------ RECORDS SUPPLIED

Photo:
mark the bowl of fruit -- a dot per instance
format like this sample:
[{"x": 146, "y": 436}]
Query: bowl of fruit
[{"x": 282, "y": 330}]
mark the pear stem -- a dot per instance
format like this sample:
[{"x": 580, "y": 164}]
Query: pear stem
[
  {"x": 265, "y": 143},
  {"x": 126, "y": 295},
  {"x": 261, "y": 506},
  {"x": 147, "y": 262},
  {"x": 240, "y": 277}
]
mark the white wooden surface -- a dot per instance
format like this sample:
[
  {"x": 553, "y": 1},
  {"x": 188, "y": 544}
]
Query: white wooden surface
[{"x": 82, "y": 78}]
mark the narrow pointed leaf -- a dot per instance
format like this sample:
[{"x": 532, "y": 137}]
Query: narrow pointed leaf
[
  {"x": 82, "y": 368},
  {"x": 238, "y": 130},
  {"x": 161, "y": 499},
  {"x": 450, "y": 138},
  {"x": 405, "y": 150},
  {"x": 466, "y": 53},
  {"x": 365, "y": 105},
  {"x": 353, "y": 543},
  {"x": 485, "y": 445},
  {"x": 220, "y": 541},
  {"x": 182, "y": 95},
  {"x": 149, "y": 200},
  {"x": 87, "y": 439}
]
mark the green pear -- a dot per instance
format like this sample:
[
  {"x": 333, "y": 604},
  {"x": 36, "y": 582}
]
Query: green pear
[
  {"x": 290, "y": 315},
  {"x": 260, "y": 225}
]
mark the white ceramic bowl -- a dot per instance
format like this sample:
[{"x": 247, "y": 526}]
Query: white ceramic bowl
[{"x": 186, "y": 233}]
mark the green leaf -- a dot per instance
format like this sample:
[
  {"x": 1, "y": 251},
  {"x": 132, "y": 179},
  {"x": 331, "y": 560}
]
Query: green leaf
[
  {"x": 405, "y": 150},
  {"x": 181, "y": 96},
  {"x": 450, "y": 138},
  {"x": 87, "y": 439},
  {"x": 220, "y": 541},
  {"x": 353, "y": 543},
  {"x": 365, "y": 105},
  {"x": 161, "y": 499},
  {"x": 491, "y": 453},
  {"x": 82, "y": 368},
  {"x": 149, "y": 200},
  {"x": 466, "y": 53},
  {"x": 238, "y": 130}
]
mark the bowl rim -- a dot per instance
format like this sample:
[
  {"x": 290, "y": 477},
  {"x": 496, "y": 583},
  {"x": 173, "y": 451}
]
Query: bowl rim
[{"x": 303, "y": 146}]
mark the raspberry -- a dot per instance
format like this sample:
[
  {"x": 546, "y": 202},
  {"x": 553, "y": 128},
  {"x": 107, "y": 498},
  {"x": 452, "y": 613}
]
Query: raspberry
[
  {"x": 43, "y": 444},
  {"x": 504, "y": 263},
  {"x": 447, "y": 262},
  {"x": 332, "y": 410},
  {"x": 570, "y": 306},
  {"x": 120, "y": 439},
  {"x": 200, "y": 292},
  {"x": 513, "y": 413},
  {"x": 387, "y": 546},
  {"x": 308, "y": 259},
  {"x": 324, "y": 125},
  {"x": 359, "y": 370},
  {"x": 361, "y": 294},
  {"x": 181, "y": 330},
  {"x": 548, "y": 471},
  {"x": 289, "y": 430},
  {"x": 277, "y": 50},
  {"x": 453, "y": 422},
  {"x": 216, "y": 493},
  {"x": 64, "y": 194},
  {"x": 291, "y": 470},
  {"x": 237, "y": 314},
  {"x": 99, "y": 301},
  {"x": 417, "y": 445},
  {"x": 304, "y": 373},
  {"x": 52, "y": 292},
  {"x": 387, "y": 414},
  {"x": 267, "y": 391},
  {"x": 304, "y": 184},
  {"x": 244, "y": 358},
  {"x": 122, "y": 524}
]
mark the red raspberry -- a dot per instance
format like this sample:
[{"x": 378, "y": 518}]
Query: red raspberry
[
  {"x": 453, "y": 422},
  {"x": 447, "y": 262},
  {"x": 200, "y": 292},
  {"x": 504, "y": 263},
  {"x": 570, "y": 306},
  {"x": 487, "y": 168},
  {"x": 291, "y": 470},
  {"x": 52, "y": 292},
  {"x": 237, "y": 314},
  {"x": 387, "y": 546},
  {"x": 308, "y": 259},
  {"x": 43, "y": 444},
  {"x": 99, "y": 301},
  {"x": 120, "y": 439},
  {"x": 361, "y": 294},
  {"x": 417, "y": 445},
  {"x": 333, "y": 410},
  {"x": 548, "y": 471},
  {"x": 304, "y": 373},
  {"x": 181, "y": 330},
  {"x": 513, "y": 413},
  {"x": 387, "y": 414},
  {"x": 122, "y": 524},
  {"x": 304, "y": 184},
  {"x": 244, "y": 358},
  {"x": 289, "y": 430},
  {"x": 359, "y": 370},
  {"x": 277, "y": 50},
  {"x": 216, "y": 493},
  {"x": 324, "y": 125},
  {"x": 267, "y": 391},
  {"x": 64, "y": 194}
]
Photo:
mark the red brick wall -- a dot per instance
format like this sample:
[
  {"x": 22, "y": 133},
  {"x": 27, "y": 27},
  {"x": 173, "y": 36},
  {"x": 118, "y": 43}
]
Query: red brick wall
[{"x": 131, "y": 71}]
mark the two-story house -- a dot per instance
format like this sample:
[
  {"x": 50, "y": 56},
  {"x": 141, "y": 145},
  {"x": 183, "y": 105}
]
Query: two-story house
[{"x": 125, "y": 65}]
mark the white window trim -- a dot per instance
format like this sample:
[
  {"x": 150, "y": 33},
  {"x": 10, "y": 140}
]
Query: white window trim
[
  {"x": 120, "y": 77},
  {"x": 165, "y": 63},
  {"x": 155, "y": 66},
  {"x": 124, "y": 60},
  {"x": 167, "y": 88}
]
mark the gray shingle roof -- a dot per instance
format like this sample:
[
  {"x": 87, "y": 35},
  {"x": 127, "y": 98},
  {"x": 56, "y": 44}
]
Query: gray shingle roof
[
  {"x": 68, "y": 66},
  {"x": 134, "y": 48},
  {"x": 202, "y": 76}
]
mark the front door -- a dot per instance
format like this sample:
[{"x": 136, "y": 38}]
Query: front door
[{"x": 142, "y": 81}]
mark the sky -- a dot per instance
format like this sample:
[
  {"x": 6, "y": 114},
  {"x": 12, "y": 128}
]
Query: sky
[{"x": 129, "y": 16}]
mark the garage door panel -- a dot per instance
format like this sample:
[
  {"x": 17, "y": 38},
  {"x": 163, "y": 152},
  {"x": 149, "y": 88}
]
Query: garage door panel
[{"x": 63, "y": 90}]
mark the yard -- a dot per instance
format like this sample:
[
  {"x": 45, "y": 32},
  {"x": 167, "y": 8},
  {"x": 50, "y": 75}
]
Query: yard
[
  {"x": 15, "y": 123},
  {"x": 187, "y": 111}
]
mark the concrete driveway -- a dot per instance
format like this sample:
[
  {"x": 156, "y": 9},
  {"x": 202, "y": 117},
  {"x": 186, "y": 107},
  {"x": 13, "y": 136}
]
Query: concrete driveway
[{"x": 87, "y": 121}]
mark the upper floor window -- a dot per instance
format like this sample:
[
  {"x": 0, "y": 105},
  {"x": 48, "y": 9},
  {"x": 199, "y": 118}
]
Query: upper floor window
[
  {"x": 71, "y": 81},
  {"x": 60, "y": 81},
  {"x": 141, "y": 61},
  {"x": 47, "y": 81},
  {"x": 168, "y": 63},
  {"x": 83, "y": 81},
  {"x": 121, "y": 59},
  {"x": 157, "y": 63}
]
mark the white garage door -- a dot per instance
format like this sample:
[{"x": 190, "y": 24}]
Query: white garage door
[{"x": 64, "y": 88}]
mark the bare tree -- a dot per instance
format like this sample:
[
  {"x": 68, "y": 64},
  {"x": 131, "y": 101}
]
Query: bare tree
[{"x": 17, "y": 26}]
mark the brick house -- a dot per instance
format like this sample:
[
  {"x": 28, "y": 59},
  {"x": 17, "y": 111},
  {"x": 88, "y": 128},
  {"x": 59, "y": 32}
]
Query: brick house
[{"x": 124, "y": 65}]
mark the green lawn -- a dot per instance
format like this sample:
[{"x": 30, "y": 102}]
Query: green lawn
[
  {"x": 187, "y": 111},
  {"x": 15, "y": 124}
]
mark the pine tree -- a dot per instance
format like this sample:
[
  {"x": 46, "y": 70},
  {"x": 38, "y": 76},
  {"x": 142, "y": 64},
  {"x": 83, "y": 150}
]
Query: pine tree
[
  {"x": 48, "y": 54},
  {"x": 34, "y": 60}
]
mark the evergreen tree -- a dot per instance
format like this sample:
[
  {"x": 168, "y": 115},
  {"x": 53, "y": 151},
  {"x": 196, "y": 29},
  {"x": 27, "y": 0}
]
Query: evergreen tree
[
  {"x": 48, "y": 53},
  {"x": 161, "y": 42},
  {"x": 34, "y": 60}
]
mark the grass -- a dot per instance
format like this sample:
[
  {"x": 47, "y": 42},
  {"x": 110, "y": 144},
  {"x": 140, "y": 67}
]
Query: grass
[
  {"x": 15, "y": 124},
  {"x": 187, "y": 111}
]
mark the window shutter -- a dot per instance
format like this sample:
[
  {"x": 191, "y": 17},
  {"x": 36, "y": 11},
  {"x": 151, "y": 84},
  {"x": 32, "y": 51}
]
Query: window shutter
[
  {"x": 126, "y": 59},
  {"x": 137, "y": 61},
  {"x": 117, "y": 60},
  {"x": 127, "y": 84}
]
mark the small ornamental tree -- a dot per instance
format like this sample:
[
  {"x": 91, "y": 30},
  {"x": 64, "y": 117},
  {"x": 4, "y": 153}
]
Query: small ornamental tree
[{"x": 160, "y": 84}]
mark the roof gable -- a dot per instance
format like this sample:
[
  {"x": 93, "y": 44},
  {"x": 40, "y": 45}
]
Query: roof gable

------------

Copy out, character for character, the lines running from the one containing "mark the window shutter -- a dot per instance" through the final line of the entries above, including both ends.

mark the window shutter -- a dot per instance
format like this sample:
[
  {"x": 191, "y": 17},
  {"x": 36, "y": 11},
  {"x": 151, "y": 84},
  {"x": 32, "y": 51}
]
Query: window shutter
[
  {"x": 126, "y": 59},
  {"x": 137, "y": 61},
  {"x": 117, "y": 60},
  {"x": 127, "y": 84}
]
mark the small ornamental tree -- a dot per instance
format like this sample:
[
  {"x": 91, "y": 30},
  {"x": 64, "y": 117},
  {"x": 4, "y": 153}
]
Query: small ornamental tree
[{"x": 160, "y": 84}]
mark the roof gable -- a dot per instance
format like this sample:
[
  {"x": 93, "y": 44},
  {"x": 40, "y": 45}
]
Query: roof gable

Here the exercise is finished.